**Exercise details:**
Edit the records below so that every "Pinpoint" becomes "Locate", and leave everything else unchanged.

**Stored records:**
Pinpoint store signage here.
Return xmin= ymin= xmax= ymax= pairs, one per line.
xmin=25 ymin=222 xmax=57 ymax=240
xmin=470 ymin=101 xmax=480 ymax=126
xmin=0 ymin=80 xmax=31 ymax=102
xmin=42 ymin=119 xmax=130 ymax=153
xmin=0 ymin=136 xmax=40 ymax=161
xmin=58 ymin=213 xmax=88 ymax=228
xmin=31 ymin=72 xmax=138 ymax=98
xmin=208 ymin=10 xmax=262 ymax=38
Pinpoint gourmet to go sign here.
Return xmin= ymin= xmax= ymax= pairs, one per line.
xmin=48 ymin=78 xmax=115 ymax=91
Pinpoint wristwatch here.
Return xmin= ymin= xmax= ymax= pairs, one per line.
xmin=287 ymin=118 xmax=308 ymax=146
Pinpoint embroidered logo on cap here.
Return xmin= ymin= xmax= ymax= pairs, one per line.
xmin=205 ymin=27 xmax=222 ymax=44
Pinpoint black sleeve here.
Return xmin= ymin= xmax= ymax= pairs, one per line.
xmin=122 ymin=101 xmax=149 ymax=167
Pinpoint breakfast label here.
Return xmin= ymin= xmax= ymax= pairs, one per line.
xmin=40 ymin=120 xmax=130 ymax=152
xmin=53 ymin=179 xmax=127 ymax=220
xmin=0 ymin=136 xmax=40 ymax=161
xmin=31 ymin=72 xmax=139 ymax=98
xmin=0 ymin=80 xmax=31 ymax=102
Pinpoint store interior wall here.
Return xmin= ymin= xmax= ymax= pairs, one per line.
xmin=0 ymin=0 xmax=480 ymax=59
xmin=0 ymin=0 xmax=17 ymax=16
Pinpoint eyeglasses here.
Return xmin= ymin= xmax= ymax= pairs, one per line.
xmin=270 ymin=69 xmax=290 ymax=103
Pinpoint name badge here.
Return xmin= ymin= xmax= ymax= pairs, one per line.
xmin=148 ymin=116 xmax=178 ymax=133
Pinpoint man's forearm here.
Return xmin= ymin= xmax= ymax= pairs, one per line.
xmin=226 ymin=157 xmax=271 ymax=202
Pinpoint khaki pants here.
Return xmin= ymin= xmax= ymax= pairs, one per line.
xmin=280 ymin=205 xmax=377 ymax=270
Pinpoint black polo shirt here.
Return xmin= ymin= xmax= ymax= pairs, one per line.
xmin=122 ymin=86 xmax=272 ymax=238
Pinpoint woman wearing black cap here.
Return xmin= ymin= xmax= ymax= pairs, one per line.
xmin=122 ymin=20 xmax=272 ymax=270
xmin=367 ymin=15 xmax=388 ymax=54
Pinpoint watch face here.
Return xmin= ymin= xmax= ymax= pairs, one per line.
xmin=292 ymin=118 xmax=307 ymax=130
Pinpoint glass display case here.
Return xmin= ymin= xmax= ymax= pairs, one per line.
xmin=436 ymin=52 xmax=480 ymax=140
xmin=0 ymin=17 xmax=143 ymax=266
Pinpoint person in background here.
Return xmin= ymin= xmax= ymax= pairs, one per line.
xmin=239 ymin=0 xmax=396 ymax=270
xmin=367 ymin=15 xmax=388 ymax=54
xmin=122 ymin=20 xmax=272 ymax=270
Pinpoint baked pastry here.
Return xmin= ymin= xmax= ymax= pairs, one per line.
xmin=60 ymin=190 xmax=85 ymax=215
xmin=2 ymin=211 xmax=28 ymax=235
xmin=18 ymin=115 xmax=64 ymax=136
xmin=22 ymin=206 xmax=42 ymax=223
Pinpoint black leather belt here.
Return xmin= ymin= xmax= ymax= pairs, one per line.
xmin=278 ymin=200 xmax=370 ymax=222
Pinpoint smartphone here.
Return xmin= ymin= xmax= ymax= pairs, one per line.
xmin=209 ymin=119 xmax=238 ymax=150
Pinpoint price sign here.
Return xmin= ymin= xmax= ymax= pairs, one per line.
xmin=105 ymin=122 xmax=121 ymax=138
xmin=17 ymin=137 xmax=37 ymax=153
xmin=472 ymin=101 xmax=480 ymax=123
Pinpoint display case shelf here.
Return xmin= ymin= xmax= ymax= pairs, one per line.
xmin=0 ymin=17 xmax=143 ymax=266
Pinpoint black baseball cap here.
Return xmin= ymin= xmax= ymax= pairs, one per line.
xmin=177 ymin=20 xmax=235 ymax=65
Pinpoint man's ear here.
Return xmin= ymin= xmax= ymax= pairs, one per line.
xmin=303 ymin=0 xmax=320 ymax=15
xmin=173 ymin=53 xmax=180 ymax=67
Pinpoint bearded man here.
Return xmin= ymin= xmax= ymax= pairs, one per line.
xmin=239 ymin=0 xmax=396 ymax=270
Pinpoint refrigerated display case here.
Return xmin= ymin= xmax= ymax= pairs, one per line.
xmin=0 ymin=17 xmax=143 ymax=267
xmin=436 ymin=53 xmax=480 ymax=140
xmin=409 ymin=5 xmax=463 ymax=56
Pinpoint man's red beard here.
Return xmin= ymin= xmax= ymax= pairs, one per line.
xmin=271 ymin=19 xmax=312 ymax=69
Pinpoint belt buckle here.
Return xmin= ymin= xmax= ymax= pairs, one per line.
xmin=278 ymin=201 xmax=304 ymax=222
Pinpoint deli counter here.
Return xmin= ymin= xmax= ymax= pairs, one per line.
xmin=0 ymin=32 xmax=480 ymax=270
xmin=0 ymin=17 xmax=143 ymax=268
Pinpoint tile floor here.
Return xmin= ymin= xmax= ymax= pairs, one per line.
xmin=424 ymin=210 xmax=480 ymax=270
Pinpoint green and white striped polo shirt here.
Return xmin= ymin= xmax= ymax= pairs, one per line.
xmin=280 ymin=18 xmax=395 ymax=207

**Solved problem:**
Locate store signage here.
Return xmin= ymin= xmax= ymax= pairs, one per line.
xmin=25 ymin=222 xmax=57 ymax=240
xmin=470 ymin=101 xmax=480 ymax=126
xmin=0 ymin=80 xmax=31 ymax=102
xmin=42 ymin=119 xmax=130 ymax=153
xmin=0 ymin=136 xmax=40 ymax=161
xmin=58 ymin=213 xmax=88 ymax=228
xmin=31 ymin=72 xmax=138 ymax=98
xmin=208 ymin=10 xmax=262 ymax=38
Locate gourmet to go sign here.
Return xmin= ymin= xmax= ymax= pairs, one per line.
xmin=48 ymin=78 xmax=115 ymax=91
Locate wristwatch here.
Return xmin= ymin= xmax= ymax= pairs, one per line.
xmin=287 ymin=118 xmax=308 ymax=146
Locate embroidered logo on cap here.
Return xmin= ymin= xmax= ymax= pairs, one per line.
xmin=205 ymin=27 xmax=222 ymax=44
Locate black sleeve here.
Return xmin= ymin= xmax= ymax= pairs, one per line.
xmin=122 ymin=101 xmax=149 ymax=167
Locate breakfast label here.
Return xmin= ymin= xmax= ymax= pairs, one per line.
xmin=40 ymin=120 xmax=130 ymax=152
xmin=53 ymin=179 xmax=127 ymax=220
xmin=0 ymin=136 xmax=40 ymax=161
xmin=31 ymin=72 xmax=139 ymax=98
xmin=0 ymin=80 xmax=31 ymax=102
Locate store interior wall here.
Return xmin= ymin= xmax= ymax= pairs, one per line.
xmin=0 ymin=0 xmax=480 ymax=59
xmin=0 ymin=0 xmax=17 ymax=16
Locate eyeglasses here.
Return xmin= ymin= xmax= ymax= pairs, one per line.
xmin=270 ymin=69 xmax=290 ymax=103
Locate name badge here.
Return xmin= ymin= xmax= ymax= pairs, one per line.
xmin=148 ymin=116 xmax=178 ymax=133
Locate man's forearm here.
Return xmin= ymin= xmax= ymax= pairs, one per line.
xmin=226 ymin=157 xmax=271 ymax=202
Locate khaki pants here.
Return xmin= ymin= xmax= ymax= pairs, one per line.
xmin=280 ymin=205 xmax=377 ymax=270
Locate black polo shirt here.
Return xmin= ymin= xmax= ymax= pairs, one per line.
xmin=122 ymin=86 xmax=272 ymax=238
Locate woman wearing black cap here.
Return xmin= ymin= xmax= ymax= pairs, one per line.
xmin=122 ymin=20 xmax=272 ymax=270
xmin=367 ymin=15 xmax=388 ymax=54
Locate watch face here.
Return xmin= ymin= xmax= ymax= pairs, one per line.
xmin=292 ymin=118 xmax=307 ymax=130
Locate glass display case here.
Return xmin= ymin= xmax= ymax= pairs, one per line.
xmin=436 ymin=52 xmax=480 ymax=140
xmin=0 ymin=17 xmax=143 ymax=266
Locate person in background here.
Return xmin= ymin= xmax= ymax= pairs, one per line.
xmin=239 ymin=0 xmax=396 ymax=270
xmin=367 ymin=15 xmax=388 ymax=54
xmin=122 ymin=20 xmax=272 ymax=270
Locate baked pastry here.
Return xmin= ymin= xmax= ymax= pairs, one per line.
xmin=60 ymin=190 xmax=85 ymax=215
xmin=2 ymin=211 xmax=28 ymax=235
xmin=18 ymin=115 xmax=64 ymax=136
xmin=22 ymin=206 xmax=42 ymax=223
Locate black leather belt here.
Return xmin= ymin= xmax= ymax= pairs, one per line.
xmin=278 ymin=200 xmax=370 ymax=222
Locate smartphone here.
Return xmin= ymin= xmax= ymax= pairs, one per line.
xmin=209 ymin=119 xmax=238 ymax=150
Locate price sign here.
Return xmin= ymin= xmax= ymax= pairs, one per line.
xmin=105 ymin=122 xmax=121 ymax=138
xmin=17 ymin=137 xmax=37 ymax=153
xmin=472 ymin=101 xmax=480 ymax=123
Locate display case shelf here.
Return xmin= ymin= xmax= ymax= pairs, one per line.
xmin=0 ymin=17 xmax=143 ymax=266
Locate black baseball cap here.
Return xmin= ymin= xmax= ymax= pairs, one per line.
xmin=177 ymin=20 xmax=235 ymax=65
Locate man's ear here.
Return xmin= ymin= xmax= ymax= pairs, one per line.
xmin=303 ymin=0 xmax=320 ymax=15
xmin=173 ymin=53 xmax=180 ymax=67
Locate bearded man here.
Return xmin= ymin= xmax= ymax= pairs, one per line.
xmin=239 ymin=0 xmax=396 ymax=270
Locate refrigerated display case here.
Return xmin= ymin= xmax= ymax= pairs, one per line.
xmin=0 ymin=17 xmax=143 ymax=267
xmin=436 ymin=53 xmax=480 ymax=140
xmin=409 ymin=5 xmax=463 ymax=56
Locate man's red beard here.
Return xmin= ymin= xmax= ymax= pairs, one per line.
xmin=271 ymin=19 xmax=312 ymax=69
Locate belt buckle here.
Return xmin= ymin= xmax= ymax= pairs, one per line.
xmin=278 ymin=201 xmax=304 ymax=222
Locate deli counter here.
Return xmin= ymin= xmax= ymax= pairs, one per line.
xmin=0 ymin=32 xmax=480 ymax=270
xmin=0 ymin=17 xmax=143 ymax=268
Locate tile floor here.
Return xmin= ymin= xmax= ymax= pairs, one per line.
xmin=424 ymin=210 xmax=480 ymax=270
Locate green and white striped polo shirt here.
Return xmin= ymin= xmax= ymax= pairs, one per line.
xmin=280 ymin=18 xmax=395 ymax=207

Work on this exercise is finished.